▶ Parts of the exercise:
(1) Echo the reunification plan excerpt word for word, beginning at the words that contain "(viii) A statement" and stopping after "M.R.S. § 4041(1-A)(A)(1)(b).".
(2) Summarize the reunification plan excerpt in two sentences.

▶ Page extract:
# # # #

22 M.R.S. § 4041(1-A)(A)(1)(a). Once developed, the
plan must include:

(i) The reasons for the removal of the child from home;

(ii) The changes that are necessary to eliminate jeopardy
to the child while in the care of a parent;

(iii) Rehabilitation services that will be provided and
must be completed satisfactorily prior to the child’s
returning home;

(iv) Services that must be provided or made available to
assist the parent in rehabilitating and reunifying with
the child, as appropriate to the child and family,
including, but not limited to, reasonable transportation
for the parent for visits and services, child care,
housing assistance, assistance with transportation to and
from required services and other services that support
reunification;

(v) A schedule of and conditions for visits between the
child and the parent designed to provide the parent and
child time together in settings that provide as positive a
parent-child interaction as can practicably be achieved
while ensuring the emotional and physical well-being of
the child when visits are not detrimental to the child’s
best interests;

(vi) Any use of kinship support, including, but not
limited to, placement, supervision of visitation, in-home
support or respite care;

(vii) A reasonable time schedule for proposed
reunification, reasonably calculated to meet the child’s
needs; and

(viii) A statement of the financial responsibilities of
the parent and the department during the reunification
process.

22 M.R.S. § 4041(1-A)(A)(1)(c)(i)-(viii). The
Department must then circulate the reunification plan to
the parties at least ten days prior to a scheduled hearing,
and must file the plan with the court during that hearing.
22 M.R.S. § 4041(1-A)(A)(1)(b).

[¶ 11] In this case, the parties agree that no joint
complete reunification plan was ever developed or filed
with the court, as section 4041 requires. The court,
however, made the following findings of fact regarding the
reunification plan, and those findings are supported by the
record. The father failed to attend a meeting in September
of 2003 regarding the reunification plan, despite having
received adequate notice of the hearing, and again failed to
attend a meeting in October. The Department then set up a
third meeting to discuss the reunification plan, but the
father twice failed to attend the psychological/parenting
capacity evaluation that was to be the focus of that
meeting. In 2005, the Department twice requested the
father’s input in the reunification plan by sending him
blank reunification plans in order for him to fill out
certain parts, with the expectation that the Department
would then add its input. The father, however, did not
return either form. The Department caseworkers devoted many
hours of time to meeting with the father and discussing his
parenting deficits, the needs of the children, and the
services that could help the family reunify. The father
also had access to numerous court orders, guardian ad litem
reports, evaluations, and test results informing him that
it was his criminal history, substance abuse, and
antisocial personality disorder that caused the Department
to become involved with his children.

[¶ 12] Further, the Department did present a
proposed plan to the court at the summary preliminary
hearing stage, which, although written only from the
perspective of the Department, did list the causes of
jeopardy to the children, the changes that would have to be
made to eliminate jeopardy, the rehabilitation services to
be provided to the parents, the services to be made
available to assist the parents in rehabilitation and
reunification, the standards by which change and progress
would be evaluated, the parents’ visitation schedule with
the children, available kinship placements, the time
schedule for proposed reunification, and the allocation of
financial responsibilities.[fn6] In addition, the court’s
jeopardy order and judicial review orders required the
father to meet with the Department to develop a
reunification plan, and to undergo a psychological
evaluation, participate in a substance abuse program, and
submit to random drug and alcohol testing. The Department’s
2005 notice regarding its request to cease reunification
further informed the father of his problems and his failures
in remedying those problems; the father did not oppose the
Department’s motion to cease reunification. Finally, the
father never raised the issue of the reunification plan
until the termination hearing.

# # # #

▶ Provided material:
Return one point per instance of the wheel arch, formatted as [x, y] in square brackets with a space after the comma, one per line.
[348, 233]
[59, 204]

# # # #

▶ Activity answers:
(1)
(viii) A statement of the financial responsibilities of
the parent and the department during the reunification
process.

22 M.R.S. § 4041(1-A)(A)(1)(c)(i)-(viii). The
Department must then circulate the reunification plan to
the parties at least ten days prior to a scheduled hearing,
and must file the plan with the court during that hearing.
22 M.R.S. § 4041(1-A)(A)(1)(b).

(2) Under 22 M.R.S. § 4041, a reunification plan must cover matters such as the reasons for the child's removal, the changes needed to eliminate jeopardy, services, visits, kinship support, a reunification schedule, and financial responsibilities, and the Department must circulate it at least ten days before a scheduled hearing and file it with the court. Although no joint complete plan was ever developed or filed, the court found that the father failed to attend meetings and evaluations, did not return the blank plans sent to him, and was informed of his problems through the Department's proposed plan, court orders, and other documents, and he never raised the plan issue until the termination hearing.